Document excerpt:

October 13, 2015 6:09 AM EDT


 

UNITED STATES

SECURITIES AND EXCHANGE COMMISSION

Washington, D.C. 20549

 


 

FORM 8-K

 


 

CURRENT REPORT

Pursuant to Section 13 OR 15(d) of

The Securities Exchange Act of 1934

 

Date of Report (Date of earliest event reported): October 6, 2015

 

COLLECTORS UNIVERSE, INC.

(Exact name of registrant as specified in its charter)

 

     

Delaware

0-27887

33-0846191

(State or other jurisdiction 

of incorporation)

(Commission

File Number)

(IRS Employer

Identification No.)

 

     

1921 E. Alton Avenue, Santa Ana, California

92705

(Address of principal executive offices)

(Zip Code)

 

Registrant’s telephone number, including area code: (949) 567-1234

 

N/A

(Former name or former address, if changed since last report)

 

Check the appropriate box below if the Form 8-K filing is intended to simultaneously satisfy the filing obligation of the registrant under any of the following provisions:

 

Written communications pursuant to Rule 425 under the Securities Act (17 CFR 230.425)

 

Soliciting material pursuant to Rule 14a-12 under the Exchange Act (17 CFR 240.14a-12)

 

Pre-commencement communications pursuant to Rule 14d-2(b) under the Exchange Act (17 CFR 240.14d-2(b))

 

Pre-commencement communications pursuant to Rule 13e-4(c) under the Exchange Act (17 CFR 240.13e-4(c))

 

 

 



 

 
 

 

 

Item 1.01

Entry into a Material Definitive Agreement

 

Effective as of October 6, 2015, the Compensation Committee of the Board of Directors (the “Compensation Committee”) of Collectors Universe, Inc. (the “Company”) approved and, pursuant to that approval, the Company and Robert G. Deuster, its Chief Executive Officer, entered into a Third Amendment to Employment Agreement (the “Third Amendment”), which extends the term of Mr. Deuster’s existing Employment Agreement for one additional year to October 15, 2016. The foregoing description of the Third Amendment is qualified in its entirety by reference to the copy thereof which is attached hereto as Exhibit 10.99.

 

No other changes were made to Mr. Deuster’s Employment Agreement.

 

ITEM 9.01

Financial Statements and Exhibits.

 

 

(d)

Exhibits.

 

The following exhibit is filed as part of this report:

 

Exhibit No.

 

Description of Exhibit

     

10.99

 

Third Amendment to R. Deuster Employment Agreement, extending the term of that Agreement to October 15, 2016.

Recorded information:
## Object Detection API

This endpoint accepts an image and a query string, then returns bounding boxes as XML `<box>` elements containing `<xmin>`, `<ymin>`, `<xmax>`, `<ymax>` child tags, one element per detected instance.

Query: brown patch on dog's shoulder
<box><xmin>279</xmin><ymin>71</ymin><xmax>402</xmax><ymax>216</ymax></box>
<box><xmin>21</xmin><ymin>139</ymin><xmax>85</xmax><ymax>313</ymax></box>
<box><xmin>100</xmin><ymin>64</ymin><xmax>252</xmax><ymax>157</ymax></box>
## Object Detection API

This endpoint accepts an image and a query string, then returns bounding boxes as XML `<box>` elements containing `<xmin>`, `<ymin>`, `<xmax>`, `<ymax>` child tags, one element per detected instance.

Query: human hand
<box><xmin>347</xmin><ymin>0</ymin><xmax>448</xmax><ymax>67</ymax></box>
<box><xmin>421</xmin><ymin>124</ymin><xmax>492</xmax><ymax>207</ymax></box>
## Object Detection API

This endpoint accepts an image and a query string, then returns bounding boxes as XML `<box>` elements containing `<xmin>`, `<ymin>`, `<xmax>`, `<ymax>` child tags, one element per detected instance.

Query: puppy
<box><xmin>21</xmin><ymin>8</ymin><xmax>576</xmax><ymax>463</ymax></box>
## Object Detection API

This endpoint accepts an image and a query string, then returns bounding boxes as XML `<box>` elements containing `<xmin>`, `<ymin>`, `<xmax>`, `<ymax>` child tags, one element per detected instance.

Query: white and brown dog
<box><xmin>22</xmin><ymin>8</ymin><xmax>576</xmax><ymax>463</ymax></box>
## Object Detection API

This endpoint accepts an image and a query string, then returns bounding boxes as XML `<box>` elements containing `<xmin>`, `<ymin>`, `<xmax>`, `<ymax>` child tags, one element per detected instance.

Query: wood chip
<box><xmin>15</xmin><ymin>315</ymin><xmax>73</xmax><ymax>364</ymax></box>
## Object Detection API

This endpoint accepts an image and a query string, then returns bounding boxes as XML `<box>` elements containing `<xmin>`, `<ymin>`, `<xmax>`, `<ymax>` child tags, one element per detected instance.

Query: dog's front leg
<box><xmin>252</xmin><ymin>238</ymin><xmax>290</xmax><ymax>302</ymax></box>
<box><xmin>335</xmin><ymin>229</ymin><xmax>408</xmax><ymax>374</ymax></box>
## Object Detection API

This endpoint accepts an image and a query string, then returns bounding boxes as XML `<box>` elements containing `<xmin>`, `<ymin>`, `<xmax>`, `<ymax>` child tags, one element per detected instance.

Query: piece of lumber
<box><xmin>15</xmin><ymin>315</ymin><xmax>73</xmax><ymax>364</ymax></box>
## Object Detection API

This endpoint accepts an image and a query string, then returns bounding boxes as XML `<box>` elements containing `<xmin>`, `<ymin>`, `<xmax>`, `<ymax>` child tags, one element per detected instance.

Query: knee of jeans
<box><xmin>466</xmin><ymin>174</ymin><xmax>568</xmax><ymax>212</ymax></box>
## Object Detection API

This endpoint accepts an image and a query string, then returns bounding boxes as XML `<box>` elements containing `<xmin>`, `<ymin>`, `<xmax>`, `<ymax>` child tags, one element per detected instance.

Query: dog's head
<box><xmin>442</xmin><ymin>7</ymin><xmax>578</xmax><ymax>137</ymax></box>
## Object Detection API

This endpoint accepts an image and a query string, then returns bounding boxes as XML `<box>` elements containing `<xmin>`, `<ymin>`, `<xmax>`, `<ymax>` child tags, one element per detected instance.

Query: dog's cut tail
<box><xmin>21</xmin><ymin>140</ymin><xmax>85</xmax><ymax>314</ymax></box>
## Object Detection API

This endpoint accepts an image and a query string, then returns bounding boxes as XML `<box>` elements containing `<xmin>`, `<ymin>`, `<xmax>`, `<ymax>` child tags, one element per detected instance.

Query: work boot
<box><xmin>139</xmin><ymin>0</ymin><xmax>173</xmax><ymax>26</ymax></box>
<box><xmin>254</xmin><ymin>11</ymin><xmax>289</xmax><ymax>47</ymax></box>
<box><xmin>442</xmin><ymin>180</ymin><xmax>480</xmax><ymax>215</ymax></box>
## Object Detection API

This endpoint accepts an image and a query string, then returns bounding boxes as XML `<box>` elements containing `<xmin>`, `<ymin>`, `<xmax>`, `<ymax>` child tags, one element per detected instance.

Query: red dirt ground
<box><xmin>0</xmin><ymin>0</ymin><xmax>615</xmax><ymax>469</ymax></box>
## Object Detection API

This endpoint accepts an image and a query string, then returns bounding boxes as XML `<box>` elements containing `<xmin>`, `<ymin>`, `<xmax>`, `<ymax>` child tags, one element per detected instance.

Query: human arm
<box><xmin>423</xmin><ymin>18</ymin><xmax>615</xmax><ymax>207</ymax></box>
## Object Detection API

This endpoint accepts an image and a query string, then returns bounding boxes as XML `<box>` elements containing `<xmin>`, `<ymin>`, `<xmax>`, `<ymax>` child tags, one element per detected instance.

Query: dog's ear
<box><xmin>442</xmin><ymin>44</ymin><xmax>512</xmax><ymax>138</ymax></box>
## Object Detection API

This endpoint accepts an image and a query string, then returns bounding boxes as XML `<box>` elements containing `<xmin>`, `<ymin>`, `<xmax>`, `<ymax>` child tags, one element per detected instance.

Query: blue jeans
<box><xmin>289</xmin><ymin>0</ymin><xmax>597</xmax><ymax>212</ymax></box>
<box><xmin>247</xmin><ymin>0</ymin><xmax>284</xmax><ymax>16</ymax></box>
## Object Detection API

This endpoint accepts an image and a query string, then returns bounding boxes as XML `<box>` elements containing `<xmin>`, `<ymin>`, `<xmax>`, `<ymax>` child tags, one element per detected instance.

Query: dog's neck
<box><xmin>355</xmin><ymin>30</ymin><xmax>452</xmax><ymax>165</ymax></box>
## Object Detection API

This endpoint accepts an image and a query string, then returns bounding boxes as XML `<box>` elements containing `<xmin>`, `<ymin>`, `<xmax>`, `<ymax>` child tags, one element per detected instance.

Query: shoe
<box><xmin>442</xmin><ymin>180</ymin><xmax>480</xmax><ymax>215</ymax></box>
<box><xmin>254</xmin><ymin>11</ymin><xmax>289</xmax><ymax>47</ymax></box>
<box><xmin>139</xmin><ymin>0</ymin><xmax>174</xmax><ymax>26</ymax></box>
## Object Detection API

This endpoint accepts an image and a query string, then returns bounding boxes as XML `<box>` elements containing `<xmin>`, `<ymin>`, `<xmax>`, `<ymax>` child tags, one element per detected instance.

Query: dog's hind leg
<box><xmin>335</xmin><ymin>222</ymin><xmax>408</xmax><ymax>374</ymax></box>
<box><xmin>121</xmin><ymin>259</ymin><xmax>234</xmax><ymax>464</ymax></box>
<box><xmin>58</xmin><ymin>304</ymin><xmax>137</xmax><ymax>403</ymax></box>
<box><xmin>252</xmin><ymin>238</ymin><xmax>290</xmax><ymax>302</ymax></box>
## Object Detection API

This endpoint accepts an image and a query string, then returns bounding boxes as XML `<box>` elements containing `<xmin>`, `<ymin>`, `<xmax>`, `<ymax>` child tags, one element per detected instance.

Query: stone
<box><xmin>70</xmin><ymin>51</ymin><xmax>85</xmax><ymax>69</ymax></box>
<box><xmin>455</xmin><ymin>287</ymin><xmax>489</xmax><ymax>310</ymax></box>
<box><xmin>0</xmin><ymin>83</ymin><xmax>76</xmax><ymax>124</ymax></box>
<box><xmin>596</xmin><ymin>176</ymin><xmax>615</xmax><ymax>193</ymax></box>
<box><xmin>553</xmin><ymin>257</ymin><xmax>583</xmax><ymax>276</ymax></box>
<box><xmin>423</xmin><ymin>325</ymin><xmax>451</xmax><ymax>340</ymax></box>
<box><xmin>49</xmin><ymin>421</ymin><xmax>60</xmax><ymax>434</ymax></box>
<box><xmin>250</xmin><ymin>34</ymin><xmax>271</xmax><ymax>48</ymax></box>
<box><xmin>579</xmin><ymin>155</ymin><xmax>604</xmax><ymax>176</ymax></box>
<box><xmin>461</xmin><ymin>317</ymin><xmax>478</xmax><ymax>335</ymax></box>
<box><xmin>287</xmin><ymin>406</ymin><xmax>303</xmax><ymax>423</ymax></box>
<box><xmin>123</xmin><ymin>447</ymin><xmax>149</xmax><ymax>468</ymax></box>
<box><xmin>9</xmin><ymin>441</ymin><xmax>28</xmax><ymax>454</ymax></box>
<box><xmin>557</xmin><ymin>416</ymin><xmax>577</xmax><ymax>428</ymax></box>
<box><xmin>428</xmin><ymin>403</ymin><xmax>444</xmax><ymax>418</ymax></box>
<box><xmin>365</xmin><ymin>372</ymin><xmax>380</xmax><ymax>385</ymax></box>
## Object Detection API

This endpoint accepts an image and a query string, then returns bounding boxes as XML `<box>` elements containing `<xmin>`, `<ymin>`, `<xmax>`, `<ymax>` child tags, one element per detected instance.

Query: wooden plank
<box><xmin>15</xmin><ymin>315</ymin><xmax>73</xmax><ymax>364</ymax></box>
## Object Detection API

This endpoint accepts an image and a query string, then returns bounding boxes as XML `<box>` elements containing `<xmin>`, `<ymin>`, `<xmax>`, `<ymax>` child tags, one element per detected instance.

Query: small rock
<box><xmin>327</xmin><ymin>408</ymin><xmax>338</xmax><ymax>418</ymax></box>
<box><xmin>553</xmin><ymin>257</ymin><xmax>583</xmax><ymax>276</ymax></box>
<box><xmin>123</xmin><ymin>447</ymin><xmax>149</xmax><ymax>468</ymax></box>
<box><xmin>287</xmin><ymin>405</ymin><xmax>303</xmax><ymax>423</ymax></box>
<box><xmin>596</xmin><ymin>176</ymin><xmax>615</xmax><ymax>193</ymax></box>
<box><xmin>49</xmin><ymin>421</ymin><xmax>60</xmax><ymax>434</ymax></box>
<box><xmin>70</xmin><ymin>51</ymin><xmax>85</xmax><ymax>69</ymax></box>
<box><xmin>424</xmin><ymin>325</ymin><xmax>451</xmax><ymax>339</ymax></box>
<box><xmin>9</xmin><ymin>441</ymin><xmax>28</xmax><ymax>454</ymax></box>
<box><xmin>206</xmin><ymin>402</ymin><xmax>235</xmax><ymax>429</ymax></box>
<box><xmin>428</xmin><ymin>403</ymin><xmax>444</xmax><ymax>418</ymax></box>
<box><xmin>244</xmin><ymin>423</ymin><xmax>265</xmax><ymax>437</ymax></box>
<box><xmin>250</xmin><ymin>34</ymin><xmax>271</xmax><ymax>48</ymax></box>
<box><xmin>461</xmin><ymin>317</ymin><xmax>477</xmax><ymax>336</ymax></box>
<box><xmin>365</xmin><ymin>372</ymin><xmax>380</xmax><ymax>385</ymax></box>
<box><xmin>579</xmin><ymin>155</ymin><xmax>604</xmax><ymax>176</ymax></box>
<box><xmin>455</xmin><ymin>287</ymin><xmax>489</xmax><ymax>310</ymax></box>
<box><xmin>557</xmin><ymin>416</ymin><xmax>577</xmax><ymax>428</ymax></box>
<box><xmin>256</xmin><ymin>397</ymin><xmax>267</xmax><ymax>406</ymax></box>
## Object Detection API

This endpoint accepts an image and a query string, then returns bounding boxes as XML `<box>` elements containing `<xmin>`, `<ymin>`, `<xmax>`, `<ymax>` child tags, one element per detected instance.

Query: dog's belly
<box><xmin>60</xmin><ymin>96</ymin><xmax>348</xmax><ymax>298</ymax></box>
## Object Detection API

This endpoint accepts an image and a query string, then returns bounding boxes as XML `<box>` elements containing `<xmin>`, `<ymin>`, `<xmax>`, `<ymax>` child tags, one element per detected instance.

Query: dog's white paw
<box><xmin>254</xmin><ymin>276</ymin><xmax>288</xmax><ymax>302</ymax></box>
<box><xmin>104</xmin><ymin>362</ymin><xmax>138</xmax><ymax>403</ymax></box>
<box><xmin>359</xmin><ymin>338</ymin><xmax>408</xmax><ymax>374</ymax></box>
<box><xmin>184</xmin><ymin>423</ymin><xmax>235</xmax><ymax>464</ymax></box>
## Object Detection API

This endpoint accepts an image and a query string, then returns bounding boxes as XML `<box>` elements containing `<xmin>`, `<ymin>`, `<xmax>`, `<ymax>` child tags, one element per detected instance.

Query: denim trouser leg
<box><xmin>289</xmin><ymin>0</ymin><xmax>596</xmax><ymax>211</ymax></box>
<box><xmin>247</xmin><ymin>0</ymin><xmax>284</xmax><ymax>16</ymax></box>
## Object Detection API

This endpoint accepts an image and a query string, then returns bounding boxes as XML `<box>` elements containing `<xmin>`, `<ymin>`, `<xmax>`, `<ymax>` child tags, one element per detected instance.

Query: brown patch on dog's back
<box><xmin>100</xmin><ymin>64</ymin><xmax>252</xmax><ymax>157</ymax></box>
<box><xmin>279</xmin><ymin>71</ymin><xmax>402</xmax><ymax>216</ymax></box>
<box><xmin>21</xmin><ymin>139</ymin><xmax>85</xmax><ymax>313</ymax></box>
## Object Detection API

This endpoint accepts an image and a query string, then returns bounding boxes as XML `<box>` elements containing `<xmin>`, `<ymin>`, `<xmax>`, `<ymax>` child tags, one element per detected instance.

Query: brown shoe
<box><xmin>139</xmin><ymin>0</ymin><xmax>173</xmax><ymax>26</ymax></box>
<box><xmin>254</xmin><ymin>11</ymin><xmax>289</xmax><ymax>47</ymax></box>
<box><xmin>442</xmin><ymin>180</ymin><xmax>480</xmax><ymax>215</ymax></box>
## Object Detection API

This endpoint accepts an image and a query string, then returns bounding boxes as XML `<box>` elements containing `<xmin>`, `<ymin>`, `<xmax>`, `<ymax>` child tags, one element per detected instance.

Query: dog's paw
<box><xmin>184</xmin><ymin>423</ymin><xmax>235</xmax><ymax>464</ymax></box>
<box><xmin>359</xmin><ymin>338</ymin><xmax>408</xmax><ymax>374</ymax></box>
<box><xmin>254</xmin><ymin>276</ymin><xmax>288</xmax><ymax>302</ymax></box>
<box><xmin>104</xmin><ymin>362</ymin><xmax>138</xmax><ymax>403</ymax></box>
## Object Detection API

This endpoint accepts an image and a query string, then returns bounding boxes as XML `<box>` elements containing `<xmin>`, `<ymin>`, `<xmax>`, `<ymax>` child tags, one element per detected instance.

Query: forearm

Directions for this task:
Write the next part of the Collectors Universe Form 8-K filing, starting after its last line, "extending the term of that Agreement to October 15, 2016."

Expected answer:
 

 
 

 

 

SIGNATURES

 

 

 

Pursuant to the requirements of the Securities Exchange Act of 1934, the registrant has duly caused this report to be signed on its behalf by the undersigned hereunto duly authorized.

 

 

 

COLLECTORS UNIVERSE, INC.

       
       

Dated: October 13, 2015

 

By:

/s/ JOSEPH J. WALLACE

 

 

 

 

Joseph J. Wallace,

Chief Financial Officer

 

 
S-1 

 

 

EXHIBIT INDEX

 

 

 

Exhibit No.

 

Description of Exhibit

     

10.99

 

Third Amendment to R. Deuster Employment Agreement, extending the term of that Agreement to October 15, 2016.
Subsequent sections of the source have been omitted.